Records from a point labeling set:

########

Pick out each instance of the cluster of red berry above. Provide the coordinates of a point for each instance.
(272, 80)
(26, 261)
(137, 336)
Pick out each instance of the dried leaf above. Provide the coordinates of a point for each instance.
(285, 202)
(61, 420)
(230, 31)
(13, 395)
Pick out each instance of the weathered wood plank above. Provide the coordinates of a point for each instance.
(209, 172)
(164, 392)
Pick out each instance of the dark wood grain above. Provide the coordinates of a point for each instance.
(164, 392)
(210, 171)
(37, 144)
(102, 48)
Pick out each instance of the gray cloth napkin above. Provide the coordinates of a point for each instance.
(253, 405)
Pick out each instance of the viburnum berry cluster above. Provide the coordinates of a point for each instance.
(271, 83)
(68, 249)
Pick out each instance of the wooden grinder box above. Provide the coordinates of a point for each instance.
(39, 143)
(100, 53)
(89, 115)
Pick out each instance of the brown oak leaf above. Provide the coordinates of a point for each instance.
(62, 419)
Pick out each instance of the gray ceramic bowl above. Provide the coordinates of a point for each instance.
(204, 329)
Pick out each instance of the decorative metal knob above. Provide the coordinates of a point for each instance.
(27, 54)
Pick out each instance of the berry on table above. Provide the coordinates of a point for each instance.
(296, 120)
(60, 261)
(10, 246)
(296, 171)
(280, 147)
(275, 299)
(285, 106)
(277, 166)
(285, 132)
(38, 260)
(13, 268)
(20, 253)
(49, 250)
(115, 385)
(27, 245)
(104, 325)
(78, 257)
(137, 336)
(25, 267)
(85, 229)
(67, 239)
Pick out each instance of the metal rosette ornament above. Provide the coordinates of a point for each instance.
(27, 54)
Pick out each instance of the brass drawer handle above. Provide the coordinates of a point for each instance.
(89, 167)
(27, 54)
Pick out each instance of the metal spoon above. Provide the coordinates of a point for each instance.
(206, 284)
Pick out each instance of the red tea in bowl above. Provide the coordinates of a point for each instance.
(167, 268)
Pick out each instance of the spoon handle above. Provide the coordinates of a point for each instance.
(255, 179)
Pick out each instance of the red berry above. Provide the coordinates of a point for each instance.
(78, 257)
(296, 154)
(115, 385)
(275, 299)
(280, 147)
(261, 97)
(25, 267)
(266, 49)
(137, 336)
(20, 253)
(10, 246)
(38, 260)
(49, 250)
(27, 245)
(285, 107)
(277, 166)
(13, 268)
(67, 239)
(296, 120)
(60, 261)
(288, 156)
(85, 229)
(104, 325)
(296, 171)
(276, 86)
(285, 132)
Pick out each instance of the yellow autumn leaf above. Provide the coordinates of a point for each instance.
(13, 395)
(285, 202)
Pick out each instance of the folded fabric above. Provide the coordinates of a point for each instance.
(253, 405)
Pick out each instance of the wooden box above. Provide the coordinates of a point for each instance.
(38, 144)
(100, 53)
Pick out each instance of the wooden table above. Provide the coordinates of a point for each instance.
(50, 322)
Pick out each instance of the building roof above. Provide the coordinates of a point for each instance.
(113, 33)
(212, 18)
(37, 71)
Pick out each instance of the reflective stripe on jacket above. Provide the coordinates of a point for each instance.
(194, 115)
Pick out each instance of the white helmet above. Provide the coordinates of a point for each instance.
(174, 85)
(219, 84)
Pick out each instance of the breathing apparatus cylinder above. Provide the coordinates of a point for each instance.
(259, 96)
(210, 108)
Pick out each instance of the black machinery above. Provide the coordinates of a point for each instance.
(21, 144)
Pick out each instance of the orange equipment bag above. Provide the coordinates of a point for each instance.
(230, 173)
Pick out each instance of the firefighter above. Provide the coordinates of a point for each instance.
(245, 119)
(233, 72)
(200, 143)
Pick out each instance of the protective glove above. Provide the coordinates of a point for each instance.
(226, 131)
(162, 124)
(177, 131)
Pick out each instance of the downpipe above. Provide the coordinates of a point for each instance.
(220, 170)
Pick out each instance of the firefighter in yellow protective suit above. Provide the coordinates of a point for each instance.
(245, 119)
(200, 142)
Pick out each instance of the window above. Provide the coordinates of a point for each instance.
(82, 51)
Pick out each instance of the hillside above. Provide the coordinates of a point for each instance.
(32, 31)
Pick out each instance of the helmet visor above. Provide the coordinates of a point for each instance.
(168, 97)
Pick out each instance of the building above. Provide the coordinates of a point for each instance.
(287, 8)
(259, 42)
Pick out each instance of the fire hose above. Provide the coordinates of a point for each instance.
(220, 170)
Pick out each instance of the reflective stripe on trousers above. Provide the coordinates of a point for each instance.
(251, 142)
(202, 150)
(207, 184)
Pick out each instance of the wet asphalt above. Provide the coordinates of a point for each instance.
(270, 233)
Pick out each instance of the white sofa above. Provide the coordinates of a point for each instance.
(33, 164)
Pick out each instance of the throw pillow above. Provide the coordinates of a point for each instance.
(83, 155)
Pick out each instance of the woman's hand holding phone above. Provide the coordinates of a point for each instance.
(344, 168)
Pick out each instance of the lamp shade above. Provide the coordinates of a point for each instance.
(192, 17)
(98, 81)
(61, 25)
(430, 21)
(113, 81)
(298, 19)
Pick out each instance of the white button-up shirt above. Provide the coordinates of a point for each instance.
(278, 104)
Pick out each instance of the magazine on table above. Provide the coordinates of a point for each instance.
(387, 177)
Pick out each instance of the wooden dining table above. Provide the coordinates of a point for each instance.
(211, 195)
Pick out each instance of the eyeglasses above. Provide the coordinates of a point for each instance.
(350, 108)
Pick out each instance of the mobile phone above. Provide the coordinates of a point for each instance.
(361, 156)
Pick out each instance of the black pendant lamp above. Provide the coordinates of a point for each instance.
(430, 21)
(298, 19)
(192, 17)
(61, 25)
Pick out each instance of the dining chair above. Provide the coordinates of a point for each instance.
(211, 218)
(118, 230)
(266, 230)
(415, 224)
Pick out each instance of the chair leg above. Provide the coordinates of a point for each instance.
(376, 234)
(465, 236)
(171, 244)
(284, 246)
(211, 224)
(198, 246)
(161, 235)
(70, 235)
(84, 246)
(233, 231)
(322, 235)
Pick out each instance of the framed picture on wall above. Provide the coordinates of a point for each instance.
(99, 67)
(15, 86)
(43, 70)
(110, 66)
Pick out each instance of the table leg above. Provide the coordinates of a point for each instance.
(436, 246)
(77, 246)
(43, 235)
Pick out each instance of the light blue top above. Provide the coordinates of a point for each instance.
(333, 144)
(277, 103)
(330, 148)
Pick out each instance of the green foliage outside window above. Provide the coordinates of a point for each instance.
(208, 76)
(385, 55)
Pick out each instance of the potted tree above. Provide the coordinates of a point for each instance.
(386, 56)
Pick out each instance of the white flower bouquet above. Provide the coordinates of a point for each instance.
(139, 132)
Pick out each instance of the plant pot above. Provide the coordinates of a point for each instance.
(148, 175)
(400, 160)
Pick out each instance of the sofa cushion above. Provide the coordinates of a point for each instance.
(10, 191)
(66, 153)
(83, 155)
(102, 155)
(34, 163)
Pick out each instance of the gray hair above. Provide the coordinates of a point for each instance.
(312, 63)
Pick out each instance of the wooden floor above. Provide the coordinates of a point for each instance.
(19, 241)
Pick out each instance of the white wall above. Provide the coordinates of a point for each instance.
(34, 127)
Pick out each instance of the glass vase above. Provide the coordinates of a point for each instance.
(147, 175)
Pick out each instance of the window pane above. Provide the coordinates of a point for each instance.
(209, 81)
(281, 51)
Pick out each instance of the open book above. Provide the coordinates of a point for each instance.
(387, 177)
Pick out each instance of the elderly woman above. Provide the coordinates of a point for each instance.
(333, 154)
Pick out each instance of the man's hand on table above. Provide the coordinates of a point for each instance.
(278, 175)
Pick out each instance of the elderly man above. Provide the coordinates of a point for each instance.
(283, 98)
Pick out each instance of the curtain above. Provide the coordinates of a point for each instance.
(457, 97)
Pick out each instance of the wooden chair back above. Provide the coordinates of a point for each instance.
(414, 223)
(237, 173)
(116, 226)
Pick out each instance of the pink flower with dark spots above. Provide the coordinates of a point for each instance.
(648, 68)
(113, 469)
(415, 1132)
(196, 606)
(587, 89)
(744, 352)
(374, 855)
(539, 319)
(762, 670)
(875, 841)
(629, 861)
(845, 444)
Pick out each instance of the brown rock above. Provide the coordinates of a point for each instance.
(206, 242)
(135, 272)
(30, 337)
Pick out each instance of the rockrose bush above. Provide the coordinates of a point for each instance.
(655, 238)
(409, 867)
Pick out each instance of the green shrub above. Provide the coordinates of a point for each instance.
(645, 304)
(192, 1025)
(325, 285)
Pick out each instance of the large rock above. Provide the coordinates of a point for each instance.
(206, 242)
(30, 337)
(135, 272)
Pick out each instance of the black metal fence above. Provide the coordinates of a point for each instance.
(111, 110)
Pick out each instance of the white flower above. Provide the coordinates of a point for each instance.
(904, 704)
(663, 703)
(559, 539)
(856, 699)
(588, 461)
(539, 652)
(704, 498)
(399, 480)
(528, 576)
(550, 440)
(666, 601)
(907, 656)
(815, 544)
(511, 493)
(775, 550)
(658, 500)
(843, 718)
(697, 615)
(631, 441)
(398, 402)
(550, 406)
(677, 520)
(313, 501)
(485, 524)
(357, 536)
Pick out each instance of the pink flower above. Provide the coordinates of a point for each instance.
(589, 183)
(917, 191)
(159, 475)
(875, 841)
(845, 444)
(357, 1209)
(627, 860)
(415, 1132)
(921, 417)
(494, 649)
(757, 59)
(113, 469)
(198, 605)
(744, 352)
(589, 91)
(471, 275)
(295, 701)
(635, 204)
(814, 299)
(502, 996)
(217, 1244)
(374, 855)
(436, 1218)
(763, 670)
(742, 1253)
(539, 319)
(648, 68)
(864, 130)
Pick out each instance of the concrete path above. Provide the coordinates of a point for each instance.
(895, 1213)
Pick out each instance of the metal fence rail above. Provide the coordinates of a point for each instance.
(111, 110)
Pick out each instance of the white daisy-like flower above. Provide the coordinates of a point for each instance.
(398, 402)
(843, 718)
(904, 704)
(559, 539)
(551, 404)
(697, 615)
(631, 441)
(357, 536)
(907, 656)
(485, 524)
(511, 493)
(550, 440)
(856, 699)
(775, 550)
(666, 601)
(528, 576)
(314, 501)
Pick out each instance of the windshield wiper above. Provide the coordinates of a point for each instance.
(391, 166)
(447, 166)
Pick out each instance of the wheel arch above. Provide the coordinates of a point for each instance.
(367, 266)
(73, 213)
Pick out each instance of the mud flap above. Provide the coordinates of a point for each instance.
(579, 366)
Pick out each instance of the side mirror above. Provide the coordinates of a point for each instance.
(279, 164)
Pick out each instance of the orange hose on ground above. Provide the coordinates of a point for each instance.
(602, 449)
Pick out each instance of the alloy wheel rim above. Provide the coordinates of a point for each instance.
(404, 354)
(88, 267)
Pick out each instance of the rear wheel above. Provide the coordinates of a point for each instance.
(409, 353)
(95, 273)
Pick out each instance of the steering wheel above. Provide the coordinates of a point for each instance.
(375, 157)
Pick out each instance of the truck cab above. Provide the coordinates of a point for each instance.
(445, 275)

########

--- Exercise aim ---
Begin with the line that contains "Pick out each instance of the mud" and end with the last line of the records; set down every line in that span exactly, and nothing else.

--- Solution for this problem ---
Pick out each instance of the mud flap above. Provide the coordinates of a point for each instance.
(579, 366)
Pick out each instance of the side mirror above. Provide the coordinates of a point for each instance.
(279, 164)
Pick out each instance of the orange hose on ground above. Provide the coordinates of a point for each instance.
(602, 449)
Pick out each instance of the alloy wheel rim above. Provide the coordinates of a point for each instance.
(404, 354)
(88, 267)
Pick out each instance of the rear wheel above. Provide the coordinates of a point for each instance.
(409, 353)
(95, 273)
Pick out each instance of the steering wheel above. Provide the coordinates of a point for each instance.
(375, 157)
Pick out each instance of the truck cab above. Provide the coordinates of a point for each instance.
(445, 275)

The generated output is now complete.